Aim: Pick up the forum thread comparing Bear and Hoyt bows and continue it from its last line.

Passage:
---*---

As it was said before, Bear is more geared for hunting, Hoyt for target or 3d...this being said, when I bought my new bow this year I shot all the major brand top end bows and the Bear Anarchy fit me better than anyof the others...I was so surprised and pleased that I have given Bear alot of business...Thier CS is the best in the business and will make sure you are pleased 100% with your purchase...I would shoot the bows you are looking at if you can andmake your choice on what YOU like better...good luck and enjoy!!!


----------



## 1955 (Sep 22, 2009)

BearArcher1980 said:


> *As it was said before, Bear is more geared for hunting, Hoyt for target or 3d*!


^^^^This is why AT has NO credibility with the majority of the archers out there. With statements like this, I really feel sorry for the beginning archer trying to disseminate fact from total fiction.

Hoyt = Quality
Bear (compound bows) = Cheap box store bow


----------



## Smoknnca (Sep 13, 2011)

---*---

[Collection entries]
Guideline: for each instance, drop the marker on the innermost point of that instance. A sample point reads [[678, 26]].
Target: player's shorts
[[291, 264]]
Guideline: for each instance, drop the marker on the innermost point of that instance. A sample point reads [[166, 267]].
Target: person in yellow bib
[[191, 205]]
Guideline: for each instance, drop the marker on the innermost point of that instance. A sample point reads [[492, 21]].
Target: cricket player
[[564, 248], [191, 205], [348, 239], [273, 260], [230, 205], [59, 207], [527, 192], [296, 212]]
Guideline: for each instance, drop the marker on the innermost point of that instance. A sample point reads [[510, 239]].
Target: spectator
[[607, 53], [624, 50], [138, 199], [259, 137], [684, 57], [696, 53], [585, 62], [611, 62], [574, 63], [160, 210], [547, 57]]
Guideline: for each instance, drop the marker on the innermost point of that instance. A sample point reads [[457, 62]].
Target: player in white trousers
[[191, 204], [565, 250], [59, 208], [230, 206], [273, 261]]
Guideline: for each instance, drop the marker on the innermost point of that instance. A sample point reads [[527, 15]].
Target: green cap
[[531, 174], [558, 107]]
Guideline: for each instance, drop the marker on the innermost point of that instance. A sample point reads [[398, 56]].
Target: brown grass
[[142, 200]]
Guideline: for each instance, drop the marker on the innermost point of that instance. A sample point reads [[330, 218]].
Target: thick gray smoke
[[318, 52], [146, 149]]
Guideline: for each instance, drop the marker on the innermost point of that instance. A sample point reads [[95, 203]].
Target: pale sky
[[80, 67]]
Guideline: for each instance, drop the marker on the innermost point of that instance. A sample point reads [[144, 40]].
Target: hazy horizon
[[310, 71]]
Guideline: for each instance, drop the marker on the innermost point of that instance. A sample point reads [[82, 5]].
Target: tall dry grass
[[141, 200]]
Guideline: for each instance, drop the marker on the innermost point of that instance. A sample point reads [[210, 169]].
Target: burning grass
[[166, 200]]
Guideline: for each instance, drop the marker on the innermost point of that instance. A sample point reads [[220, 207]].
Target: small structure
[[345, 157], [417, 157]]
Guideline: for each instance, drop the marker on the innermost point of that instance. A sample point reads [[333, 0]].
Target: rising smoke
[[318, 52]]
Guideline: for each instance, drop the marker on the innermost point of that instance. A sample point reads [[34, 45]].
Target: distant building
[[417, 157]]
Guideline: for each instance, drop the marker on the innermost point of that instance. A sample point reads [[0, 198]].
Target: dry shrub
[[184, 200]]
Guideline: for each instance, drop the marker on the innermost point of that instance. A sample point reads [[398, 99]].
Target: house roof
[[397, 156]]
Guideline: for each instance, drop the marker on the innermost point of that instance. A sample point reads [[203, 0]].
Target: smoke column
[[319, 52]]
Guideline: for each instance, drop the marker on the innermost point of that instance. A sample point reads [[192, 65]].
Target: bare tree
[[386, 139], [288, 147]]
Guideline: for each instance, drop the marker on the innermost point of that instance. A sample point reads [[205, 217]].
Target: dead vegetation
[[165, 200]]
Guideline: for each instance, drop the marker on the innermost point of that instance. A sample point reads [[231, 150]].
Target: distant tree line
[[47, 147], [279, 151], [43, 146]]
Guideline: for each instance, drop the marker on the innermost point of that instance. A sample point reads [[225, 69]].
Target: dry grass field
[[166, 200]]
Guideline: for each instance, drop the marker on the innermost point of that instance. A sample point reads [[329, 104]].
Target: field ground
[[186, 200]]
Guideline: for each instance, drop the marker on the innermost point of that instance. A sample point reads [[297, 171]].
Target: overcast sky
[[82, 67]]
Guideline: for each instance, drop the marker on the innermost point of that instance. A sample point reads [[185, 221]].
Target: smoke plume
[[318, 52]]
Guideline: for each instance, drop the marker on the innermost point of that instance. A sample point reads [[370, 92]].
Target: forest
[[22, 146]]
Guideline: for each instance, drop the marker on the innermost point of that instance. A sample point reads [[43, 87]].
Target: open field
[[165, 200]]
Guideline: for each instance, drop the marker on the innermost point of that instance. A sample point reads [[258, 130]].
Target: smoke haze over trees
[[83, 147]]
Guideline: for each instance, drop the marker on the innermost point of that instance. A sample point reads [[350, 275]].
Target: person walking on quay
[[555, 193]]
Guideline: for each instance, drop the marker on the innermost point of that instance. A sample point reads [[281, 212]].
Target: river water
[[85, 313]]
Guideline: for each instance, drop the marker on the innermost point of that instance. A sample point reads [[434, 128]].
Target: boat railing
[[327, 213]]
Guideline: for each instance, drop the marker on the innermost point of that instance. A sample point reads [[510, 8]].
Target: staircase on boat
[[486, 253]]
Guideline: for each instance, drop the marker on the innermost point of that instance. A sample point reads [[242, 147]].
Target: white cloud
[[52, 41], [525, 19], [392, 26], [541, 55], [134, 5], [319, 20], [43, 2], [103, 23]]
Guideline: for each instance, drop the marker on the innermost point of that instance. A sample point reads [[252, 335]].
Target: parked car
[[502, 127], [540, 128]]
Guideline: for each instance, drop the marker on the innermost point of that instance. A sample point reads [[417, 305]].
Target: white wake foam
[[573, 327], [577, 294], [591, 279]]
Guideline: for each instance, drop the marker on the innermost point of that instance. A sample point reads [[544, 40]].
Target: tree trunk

---*---

Written response:
Shoot them both and buy the one that feels best for you. I was in a similar dilemma last year. I was looking for a mid range bow with good features for hunting and some target shooting. I narrowed it to 2 bows in my price range, a Hoyt rampage xt and a pse bow madness. I shot better with the pse - robin hooded one of my arrows trying it out - and loved how the Hoyt felt in my hand and how quiet it was. I went with the Hoyt and have to say it has been a great investment. Great because I love getting out and shooting this bow. I now have Shot close to 10,000 arrows through the bow in the last 8 months. 1 dead turkey, hopefully 1 elk in September, and a several hundred x's. I will most likely replace the cables and strings in the next month. My only problem has been creaking limbs but that was fixed by lubing the limb pockets. Let us know what you go with. Have fun shooting.


----------



## Left-Hander (Jan 31, 2012)

I owned a bear and loved it. I would take the bear. Also best customer service around


----------



## Ijaw (May 12, 2012)

Who gives a HOYT? - shoot both and let the bow pick you ... Take the advice of post #14, _"I say take your pick and make friends with it, my ancestors took dear with 2 sticks and a string"_


----------



## 1955 (Sep 22, 2009)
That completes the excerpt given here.